**Work to complete**:
1. Answer these questions using the snowstorm captions.
(a) How much snow did Normal officially get?
(b) What was used to slide snow from between the cars?
(c) According to the captions, what does a strongly visible laser beam indicate?
2. Write the next few captions of the snowstorm photo series, picking up after the last caption shown.

**Reading text**:

-=-=-

Snowpocalypse 2011, looking towards Main street (normally visible). This is about 2 hours in. Maybe it should be snomageddon or smowmacaust... Anyway it's some kind of snowing out there.
Next picture is just different crop of this one.
Notice the snow blowing horizontally off the left side of the roof.
Looking toward Main street - normally visible in this angle.
It was just impressive to stand and watch. Hard to get a sense of the motion of the thing from a still picture.
Later I'll take an "after" picture of this scene.
A brief break in the storm. But there's a lot of blowing snow; wait! I'll go get a laser so we can see the blowing snow! It'll be cool! Next picture please...
During a break in the storm. Laser is normally invisible in air; strongly visible beam is indication of blowing snow. New snowfall began again in earnest a while later.
A little later, the storm started up again.
UFO lands in my neighbor's back yard. Either that or they turned on the yard lights so their dog would brave the storm and do his business.
Our back porch, in the morning.
Back porch in the morning, detail.
Neighbor's house in the morning.
Our back walk in the morning. Hard to gauge the depth of the snow. Wait! I'll dig halfway and then take another picture!
OK, yeah, that's pretty deep. Also, this was not fluffy snow; it was actually quite dense.
Wow, is that a yardstick? The level part of our driveway didn't appear to be a drift so this would be the depth for North Normal. Next slide, please...
Normal officially got 13 inches but we got a bit more. Repeated measurements confirm this.
Could not open front door.
Neighbor's car gives scale to snow depth.
Mrs. digging out. Took several pictures of her doing this. But I helped, honest.
See that big shoveled area in the foreground? Teamwork. Normally we can't make a sandwich together. As awful a job as it was, we actually had fun.
Used a tarp to slide snow from in-between cars. Filled it repeatedly to 100 lbs or so, slide and dump, joking about how it was a body...
Cool new roofline.
Photo of the current weather in Mountain View, California, thoughtfully submitted by Lucas Wiman. http://goo.gl/mhfp0 Mercury News headline reads; "Bay Area gets sunny skies as much of the country endures winter storm"
See? Having fun.
Diane Wiman, action hero.
Knee deep.
OK, five pictures of Diane smiling. YOU decide which one to leave out of the set; I can't. The next picture will be from campus. We spent the day digging out and I'll be interested to see how the University did the same.

-=-=-

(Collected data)
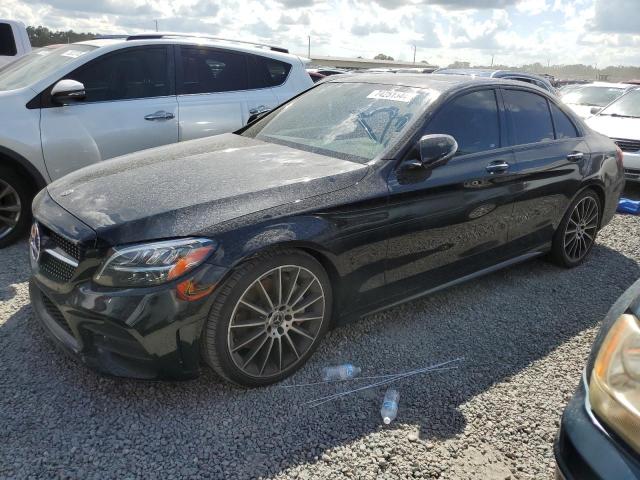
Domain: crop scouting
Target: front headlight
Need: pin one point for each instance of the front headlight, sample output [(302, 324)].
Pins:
[(154, 263), (614, 389)]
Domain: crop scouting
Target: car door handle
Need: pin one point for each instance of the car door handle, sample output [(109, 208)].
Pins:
[(259, 109), (498, 166), (159, 115)]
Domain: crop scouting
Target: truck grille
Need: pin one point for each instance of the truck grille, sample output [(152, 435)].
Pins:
[(628, 145)]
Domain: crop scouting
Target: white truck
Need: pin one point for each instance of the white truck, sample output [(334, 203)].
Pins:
[(14, 41)]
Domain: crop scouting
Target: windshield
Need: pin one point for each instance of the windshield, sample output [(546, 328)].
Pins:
[(593, 96), (37, 65), (626, 106), (353, 121)]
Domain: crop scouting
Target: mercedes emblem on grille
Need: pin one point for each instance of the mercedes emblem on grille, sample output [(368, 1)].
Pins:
[(34, 243)]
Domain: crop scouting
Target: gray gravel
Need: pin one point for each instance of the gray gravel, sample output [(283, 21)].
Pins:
[(525, 333)]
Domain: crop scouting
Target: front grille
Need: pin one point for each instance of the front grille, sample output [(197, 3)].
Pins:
[(56, 314), (628, 145), (74, 250), (56, 269)]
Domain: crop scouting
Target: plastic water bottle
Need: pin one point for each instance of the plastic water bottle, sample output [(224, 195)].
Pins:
[(389, 409), (340, 372)]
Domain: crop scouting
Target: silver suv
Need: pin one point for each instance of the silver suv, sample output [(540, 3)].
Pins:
[(69, 106)]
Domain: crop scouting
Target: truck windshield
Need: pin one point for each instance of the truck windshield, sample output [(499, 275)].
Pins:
[(37, 65), (352, 121)]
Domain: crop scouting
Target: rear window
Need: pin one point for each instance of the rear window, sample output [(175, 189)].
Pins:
[(7, 42)]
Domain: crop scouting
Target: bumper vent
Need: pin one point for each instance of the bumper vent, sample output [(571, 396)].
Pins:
[(56, 314), (628, 145)]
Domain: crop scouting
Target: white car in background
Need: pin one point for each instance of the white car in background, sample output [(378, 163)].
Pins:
[(586, 100), (14, 41), (69, 106), (621, 121)]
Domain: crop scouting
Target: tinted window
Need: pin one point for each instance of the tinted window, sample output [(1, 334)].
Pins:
[(205, 70), (472, 120), (267, 72), (530, 116), (7, 42), (126, 74), (564, 126)]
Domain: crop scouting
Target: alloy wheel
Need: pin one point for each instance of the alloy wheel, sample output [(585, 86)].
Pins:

-=-=-

**Replies**:
1.
(a) 13 inches
(b) A tarp
(c) Blowing snow

2.
Thursday (2nd day after the storm) was very busy, and I didn't have a chance to take pictures until on the way home. There had been some amazing drifts - this morning I saw huge dump trucks in the Bone Center parking lot, carrying away snow put in them by front-end loaders. But they got away before I could stop, remove mittens, extract camera from backpack and get a picture. In the campus proper, winds created some spots where concrete was almost bare, and some drifts four or five feet high - which the campus maintenance people spent all day yesterday digging out so the University could re-open today. Think on this, anyone who believes public employees are lazy; cafeteria workers came in on a day when the whole state was paralyzed to make sure the students in dorms could eat. Not to mention the maintenance people working outside too.
Performing Arts Center
Looking South from ramp to College Street Bridge
Where winter goes. This is weeks after the snowpocalypse of 2011, yet this parking-lot pile still probably weighs as much as a large SUV.
Melt water falling into a storm drain. Not a bad lesson on perspective; the falling water forms parallel lines but they appear to converge in the photo.
Illinois in January. It's lovely, but I was standing near an overpass in 30mph wind at about 20 degrees f.
Photo by Brenda Tanner of Fairbanks, Alaska 28 January 2012.
The snowflakes were of fairly uniform size; the differential you see here represents the depth between the camera and the house across the street. Like stars in the three-dimensional galaxy, they appear to cluster into patterns, snowy "constellations". Though I guess that would be "conflakations".